● **WHAT NEEDS TO BE DONE**: Copy the rows below from the line with "the man leading" up to and including the line with "point(442, 206)", changing "metal bracket" to "iron hook" and leaving everything else as it is.

[start of TASK DATA]

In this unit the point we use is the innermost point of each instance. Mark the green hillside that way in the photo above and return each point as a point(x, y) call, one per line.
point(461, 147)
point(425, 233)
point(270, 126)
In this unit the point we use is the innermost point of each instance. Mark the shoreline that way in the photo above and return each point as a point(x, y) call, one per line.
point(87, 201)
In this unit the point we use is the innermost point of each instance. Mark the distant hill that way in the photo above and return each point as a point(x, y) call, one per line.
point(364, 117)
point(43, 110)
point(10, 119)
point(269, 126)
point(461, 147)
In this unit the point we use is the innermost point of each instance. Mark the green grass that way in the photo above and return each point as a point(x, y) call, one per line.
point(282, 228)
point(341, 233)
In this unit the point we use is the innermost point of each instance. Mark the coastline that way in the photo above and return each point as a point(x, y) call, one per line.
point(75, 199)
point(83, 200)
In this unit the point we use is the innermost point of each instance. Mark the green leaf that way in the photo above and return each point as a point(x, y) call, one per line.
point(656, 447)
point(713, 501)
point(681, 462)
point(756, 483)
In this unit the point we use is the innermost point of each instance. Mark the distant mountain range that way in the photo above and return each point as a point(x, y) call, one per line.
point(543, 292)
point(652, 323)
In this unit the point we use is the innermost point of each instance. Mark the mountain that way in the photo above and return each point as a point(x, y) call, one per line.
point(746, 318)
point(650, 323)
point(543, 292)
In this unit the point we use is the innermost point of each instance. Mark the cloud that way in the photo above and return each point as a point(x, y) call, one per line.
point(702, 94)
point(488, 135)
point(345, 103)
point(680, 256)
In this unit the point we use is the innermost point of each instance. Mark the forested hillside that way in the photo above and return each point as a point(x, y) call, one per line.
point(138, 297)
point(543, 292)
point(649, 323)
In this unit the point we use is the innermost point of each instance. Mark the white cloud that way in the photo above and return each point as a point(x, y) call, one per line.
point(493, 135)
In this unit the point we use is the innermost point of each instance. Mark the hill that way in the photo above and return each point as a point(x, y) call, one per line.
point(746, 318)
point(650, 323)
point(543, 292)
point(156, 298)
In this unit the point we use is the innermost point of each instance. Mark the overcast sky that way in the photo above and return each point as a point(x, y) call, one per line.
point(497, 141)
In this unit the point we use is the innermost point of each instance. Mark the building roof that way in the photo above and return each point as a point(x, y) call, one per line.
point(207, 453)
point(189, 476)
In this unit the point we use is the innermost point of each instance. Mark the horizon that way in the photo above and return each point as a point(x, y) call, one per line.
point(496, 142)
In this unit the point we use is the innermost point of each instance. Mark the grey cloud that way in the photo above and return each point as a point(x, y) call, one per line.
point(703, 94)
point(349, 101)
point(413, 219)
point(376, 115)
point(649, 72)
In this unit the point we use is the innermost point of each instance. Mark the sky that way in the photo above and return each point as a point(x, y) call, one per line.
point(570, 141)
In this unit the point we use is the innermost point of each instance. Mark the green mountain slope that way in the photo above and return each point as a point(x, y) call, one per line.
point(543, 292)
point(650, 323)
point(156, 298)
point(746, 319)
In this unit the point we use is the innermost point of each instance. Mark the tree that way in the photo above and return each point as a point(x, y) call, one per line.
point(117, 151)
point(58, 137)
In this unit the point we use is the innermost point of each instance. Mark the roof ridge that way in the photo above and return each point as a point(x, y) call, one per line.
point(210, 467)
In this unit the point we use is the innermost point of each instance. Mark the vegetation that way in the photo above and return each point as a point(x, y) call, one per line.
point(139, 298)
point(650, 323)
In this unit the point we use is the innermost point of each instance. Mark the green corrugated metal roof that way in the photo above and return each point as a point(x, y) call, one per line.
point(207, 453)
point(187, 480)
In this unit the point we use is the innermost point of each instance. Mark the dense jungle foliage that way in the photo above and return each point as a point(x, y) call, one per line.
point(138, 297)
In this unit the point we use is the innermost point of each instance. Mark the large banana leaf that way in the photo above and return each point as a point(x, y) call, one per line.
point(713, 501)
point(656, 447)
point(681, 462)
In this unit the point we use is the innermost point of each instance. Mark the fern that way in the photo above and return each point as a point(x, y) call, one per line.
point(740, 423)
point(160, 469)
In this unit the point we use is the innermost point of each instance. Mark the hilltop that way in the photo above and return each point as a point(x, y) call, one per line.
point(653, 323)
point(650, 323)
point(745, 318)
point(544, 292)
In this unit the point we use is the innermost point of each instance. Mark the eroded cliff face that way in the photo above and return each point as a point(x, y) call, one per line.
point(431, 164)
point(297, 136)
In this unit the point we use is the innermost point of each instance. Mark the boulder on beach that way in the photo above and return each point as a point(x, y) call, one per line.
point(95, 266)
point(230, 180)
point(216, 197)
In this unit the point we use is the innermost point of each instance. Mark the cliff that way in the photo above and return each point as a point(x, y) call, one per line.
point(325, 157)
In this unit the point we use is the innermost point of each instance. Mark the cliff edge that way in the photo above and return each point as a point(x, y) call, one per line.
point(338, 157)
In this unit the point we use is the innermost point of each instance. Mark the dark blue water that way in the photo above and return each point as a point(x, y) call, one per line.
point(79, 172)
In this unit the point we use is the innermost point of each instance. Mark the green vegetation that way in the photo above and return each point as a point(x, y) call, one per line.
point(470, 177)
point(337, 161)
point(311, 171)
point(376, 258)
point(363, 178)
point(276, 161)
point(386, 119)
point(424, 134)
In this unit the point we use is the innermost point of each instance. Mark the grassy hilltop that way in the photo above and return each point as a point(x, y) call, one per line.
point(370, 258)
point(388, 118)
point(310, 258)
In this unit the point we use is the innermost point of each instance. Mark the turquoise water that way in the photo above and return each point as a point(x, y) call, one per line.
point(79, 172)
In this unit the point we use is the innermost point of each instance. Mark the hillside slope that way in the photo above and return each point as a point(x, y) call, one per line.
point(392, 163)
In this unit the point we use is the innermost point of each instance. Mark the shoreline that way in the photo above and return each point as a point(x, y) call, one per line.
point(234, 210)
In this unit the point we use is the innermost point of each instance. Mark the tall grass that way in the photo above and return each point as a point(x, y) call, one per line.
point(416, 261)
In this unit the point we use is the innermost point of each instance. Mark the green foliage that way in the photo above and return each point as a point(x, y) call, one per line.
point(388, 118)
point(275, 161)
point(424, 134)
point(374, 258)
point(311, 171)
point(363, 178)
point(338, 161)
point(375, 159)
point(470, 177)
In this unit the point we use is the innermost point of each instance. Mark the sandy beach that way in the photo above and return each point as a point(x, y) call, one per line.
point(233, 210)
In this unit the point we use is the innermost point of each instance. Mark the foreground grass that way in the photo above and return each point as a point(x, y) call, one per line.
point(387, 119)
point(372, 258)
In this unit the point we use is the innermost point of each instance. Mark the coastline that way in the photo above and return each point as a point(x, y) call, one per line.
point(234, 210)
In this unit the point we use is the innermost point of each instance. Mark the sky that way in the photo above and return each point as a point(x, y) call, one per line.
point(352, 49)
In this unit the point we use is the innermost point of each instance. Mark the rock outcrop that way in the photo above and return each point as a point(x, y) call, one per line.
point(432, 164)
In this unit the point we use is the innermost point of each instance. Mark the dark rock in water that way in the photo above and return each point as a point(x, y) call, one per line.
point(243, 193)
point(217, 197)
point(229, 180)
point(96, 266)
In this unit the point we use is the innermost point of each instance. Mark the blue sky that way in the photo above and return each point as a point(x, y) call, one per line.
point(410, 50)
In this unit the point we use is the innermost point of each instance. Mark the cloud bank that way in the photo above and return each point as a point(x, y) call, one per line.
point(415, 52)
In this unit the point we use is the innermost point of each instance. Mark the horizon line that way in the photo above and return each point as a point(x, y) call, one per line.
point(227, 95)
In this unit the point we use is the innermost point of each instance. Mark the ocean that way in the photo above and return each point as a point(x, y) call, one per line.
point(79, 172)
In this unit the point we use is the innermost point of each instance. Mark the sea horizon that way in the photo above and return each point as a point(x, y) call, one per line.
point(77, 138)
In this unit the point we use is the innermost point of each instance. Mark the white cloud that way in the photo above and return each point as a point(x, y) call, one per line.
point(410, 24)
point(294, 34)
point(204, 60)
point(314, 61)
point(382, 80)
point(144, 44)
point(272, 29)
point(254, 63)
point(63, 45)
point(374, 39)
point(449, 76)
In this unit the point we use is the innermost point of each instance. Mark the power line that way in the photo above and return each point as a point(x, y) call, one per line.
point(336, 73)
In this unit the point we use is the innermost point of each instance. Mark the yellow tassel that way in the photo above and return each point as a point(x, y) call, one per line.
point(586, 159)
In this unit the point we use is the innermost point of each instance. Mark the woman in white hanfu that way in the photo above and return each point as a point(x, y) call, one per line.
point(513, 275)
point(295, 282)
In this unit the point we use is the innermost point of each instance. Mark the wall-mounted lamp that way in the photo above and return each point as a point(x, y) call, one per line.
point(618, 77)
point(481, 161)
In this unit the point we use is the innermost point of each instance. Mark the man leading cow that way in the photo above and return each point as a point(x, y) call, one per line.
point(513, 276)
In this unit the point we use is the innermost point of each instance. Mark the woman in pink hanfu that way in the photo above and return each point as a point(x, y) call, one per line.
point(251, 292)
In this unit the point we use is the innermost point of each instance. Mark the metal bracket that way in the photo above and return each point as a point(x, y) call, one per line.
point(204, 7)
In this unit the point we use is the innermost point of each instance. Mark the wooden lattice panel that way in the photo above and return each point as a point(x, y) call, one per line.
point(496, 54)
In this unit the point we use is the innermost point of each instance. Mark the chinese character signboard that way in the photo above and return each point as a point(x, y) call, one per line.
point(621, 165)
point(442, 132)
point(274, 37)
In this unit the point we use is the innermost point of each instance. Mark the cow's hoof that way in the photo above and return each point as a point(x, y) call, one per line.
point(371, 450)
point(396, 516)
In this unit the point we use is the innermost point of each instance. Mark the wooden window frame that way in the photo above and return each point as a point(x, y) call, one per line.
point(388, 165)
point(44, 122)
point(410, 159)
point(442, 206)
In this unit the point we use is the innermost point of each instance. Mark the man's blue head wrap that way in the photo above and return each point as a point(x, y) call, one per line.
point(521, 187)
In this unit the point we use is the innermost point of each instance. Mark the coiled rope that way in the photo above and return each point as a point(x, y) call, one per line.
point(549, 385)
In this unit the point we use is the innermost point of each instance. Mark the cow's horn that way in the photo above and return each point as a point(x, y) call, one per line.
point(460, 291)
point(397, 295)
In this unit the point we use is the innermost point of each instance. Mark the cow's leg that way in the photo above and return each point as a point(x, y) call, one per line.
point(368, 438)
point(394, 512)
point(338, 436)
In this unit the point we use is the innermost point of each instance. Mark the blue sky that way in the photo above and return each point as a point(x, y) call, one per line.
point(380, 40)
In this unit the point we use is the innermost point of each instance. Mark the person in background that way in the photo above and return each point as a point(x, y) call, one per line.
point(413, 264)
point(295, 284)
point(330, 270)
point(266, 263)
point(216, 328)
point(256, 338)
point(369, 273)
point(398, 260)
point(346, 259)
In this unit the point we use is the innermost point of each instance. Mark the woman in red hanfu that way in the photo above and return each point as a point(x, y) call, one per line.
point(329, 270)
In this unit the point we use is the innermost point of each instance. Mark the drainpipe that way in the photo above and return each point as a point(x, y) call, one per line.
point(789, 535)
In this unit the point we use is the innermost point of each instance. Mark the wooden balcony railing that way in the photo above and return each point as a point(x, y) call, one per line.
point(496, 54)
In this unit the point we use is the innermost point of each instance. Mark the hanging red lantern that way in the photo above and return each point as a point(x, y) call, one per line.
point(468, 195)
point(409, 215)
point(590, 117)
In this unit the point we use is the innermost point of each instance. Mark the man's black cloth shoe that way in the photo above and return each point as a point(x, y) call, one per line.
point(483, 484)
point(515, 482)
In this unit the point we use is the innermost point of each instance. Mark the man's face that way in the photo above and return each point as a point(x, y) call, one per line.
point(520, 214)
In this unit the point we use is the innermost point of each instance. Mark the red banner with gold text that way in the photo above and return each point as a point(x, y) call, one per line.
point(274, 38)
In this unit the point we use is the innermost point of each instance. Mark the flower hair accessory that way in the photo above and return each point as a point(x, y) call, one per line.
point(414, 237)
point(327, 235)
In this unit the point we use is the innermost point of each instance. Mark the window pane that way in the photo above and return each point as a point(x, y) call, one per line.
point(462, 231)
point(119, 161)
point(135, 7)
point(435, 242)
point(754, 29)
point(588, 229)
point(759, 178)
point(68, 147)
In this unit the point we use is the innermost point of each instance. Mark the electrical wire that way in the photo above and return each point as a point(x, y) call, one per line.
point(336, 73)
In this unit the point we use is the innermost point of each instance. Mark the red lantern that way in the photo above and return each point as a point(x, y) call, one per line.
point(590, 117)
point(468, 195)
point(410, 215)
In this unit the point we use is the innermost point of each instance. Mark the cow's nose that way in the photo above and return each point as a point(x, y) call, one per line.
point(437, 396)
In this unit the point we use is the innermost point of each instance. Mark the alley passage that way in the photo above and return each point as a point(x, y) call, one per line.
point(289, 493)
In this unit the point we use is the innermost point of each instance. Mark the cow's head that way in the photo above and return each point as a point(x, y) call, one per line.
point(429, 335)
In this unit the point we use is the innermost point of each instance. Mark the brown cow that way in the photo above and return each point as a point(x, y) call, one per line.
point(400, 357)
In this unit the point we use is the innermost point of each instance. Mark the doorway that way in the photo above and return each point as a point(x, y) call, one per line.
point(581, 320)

[end of TASK DATA]

● **FULL OUTPUT**:
In this unit the point we use is the innermost point of each instance. Mark the man leading cow that way in the photo above and return each point as a point(x, y) call, one per line.
point(513, 276)
In this unit the point we use is the innermost point of each instance. Mark the woman in pink hanfu that way in the photo above and return each point as a point(x, y) call, one per line.
point(251, 292)
In this unit the point we use is the innermost point of each instance. Mark the iron hook that way in the photo above and return each point as a point(x, y) call, one per line.
point(204, 7)
In this unit the point we use is the innermost point of each instance. Mark the wooden lattice panel that way in the photo above and return each point as a point(x, y) call, one per line.
point(496, 54)
In this unit the point we use is the innermost point of each instance. Mark the chinese character signboard that way in the photo above and return each point as a point(x, y) call, one per line.
point(621, 165)
point(442, 132)
point(274, 37)
In this unit the point we use is the innermost point of each instance. Mark the cow's hoof that way in the photo above and return each point as a point(x, y) call, one per line.
point(371, 450)
point(396, 516)
In this unit the point we use is the innermost point of each instance. Mark the wooden window frame that way in the photo above and return each point as a point(x, y) call, one per line.
point(388, 165)
point(44, 122)
point(410, 159)
point(442, 206)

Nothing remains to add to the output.